*The task:* Edit the lines below so that each occurrence of "one point per instance is recorded" becomes "a single point marks each instance", leaving all other text unchanged.

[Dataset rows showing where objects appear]
┌──
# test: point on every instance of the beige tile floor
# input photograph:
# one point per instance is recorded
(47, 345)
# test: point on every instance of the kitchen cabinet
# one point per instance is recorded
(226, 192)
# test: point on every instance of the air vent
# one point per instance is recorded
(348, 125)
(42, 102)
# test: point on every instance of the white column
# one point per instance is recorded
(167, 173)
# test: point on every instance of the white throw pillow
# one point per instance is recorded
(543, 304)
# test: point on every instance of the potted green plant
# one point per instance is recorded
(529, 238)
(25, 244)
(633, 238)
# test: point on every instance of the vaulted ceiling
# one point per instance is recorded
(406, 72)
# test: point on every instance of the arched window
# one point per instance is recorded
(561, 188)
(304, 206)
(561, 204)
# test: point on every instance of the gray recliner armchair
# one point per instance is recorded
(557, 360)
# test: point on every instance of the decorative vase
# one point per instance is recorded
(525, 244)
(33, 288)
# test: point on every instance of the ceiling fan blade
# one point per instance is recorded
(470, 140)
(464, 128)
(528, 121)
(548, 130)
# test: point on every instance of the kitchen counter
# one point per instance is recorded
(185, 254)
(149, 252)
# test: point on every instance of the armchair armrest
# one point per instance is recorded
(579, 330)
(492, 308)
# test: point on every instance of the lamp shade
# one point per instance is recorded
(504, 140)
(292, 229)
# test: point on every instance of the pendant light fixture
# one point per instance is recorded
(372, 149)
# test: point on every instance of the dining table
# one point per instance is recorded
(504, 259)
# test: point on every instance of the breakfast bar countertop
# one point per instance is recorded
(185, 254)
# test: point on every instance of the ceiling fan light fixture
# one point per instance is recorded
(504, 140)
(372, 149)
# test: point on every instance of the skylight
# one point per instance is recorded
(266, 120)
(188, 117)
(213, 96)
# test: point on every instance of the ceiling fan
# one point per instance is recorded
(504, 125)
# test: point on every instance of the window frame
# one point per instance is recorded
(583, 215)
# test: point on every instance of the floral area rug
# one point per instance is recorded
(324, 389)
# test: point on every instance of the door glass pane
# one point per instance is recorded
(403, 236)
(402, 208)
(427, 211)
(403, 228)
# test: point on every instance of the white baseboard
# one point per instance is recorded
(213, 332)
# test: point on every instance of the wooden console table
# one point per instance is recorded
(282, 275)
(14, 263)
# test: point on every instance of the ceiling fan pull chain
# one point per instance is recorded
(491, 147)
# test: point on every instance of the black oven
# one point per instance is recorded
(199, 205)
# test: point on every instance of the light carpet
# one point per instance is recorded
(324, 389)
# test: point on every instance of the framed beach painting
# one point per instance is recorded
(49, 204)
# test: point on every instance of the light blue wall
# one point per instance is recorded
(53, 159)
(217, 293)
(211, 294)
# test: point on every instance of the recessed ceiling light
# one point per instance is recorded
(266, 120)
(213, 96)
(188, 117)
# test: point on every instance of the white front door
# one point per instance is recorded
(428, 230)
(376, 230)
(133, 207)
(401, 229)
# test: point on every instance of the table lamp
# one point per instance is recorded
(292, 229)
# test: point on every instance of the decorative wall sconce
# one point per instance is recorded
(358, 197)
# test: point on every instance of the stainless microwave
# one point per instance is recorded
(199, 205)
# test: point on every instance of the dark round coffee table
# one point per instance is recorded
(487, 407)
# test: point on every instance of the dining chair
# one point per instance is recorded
└──
*Solution to the problem:*
# test: point on every instance of the beige tile floor
# input photograph:
# a single point marks each instance
(47, 345)
# test: point on every instance of the kitchen cabinet
# a single point marks each instance
(226, 192)
# test: point on every instance of the air vent
# a single point marks each instance
(348, 125)
(42, 102)
# test: point on every instance of the white column
# a single point marks each instance
(167, 173)
# test: point on every instance of the white throw pillow
# a single point marks each instance
(543, 304)
# test: point on every instance of the potted green plant
# a single point marks each instance
(529, 238)
(25, 244)
(633, 238)
# test: point on every instance of the vaulted ceiling
# a single point marks each instance
(406, 72)
# test: point on every instance of the arched window
# a single point marks each instance
(561, 188)
(304, 206)
(561, 204)
# test: point on every instance of the gray recliner armchair
# a single point marks each instance
(557, 360)
# test: point on every instance of the decorative vase
# a single point marks each instance
(525, 244)
(33, 288)
# test: point on every instance of the ceiling fan blade
# a single point marks each instance
(470, 140)
(464, 128)
(528, 121)
(548, 130)
# test: point on every instance of the kitchen counter
# a single point marks each instance
(185, 254)
(149, 252)
# test: point on every instance of the armchair armrest
# a single point marks each instance
(579, 330)
(492, 308)
# test: point on every instance of the lamp shade
# a single point marks each instance
(504, 140)
(292, 229)
# test: point on every instance of the pendant light fixture
# a single point marks each instance
(372, 149)
# test: point on every instance of the dining table
# a single point marks each instance
(504, 259)
# test: point on every instance of the breakfast bar countertop
# a single point marks each instance
(185, 254)
# test: point on every instance of the ceiling fan light fixture
# a single point marks each instance
(504, 140)
(372, 149)
# test: point on every instance of the skylight
# a single point marks each instance
(266, 120)
(188, 117)
(213, 96)
# test: point on every instance of the ceiling fan
# a single point marks each instance
(504, 125)
# test: point on every instance of the window frame
# a single point marks each instance
(583, 215)
# test: point on every instance of the floral area rug
# a single point marks each instance
(324, 389)
# test: point on every instance of the door glass pane
# a single point marks each instance
(403, 236)
(402, 208)
(427, 211)
(403, 228)
# test: point on every instance of the white baseboard
# a single point marks each instance
(213, 332)
# test: point on every instance of the wooden console table
# a single point marks each instance
(282, 275)
(14, 263)
# test: point on every instance of the ceiling fan pull chain
# a single point marks each instance
(491, 147)
# test: point on every instance of the black oven
# a single point marks each instance
(199, 205)
# test: point on every instance of the light carpet
# a single point marks each instance
(324, 389)
# test: point on every instance of the framed beach painting
# a single point marks each instance
(49, 204)
# test: point on every instance of the light blue wall
# a single point marks each instance
(53, 159)
(217, 293)
(211, 294)
# test: point on every instance of the recessed ceiling light
# a single point marks each instance
(266, 120)
(213, 96)
(188, 117)
# test: point on every instance of the white front door
# a single point marks each instance
(428, 230)
(376, 230)
(133, 207)
(401, 229)
# test: point on every instance of the table lamp
# a single point marks each instance
(292, 229)
# test: point on every instance of the decorative wall sconce
# a single point marks each instance
(358, 197)
# test: point on every instance of the stainless microwave
# a single point marks each instance
(199, 205)
# test: point on every instance of the dark round coffee table
# a single point marks each instance
(487, 407)
# test: point on every instance of the dining chair
# a single point marks each instance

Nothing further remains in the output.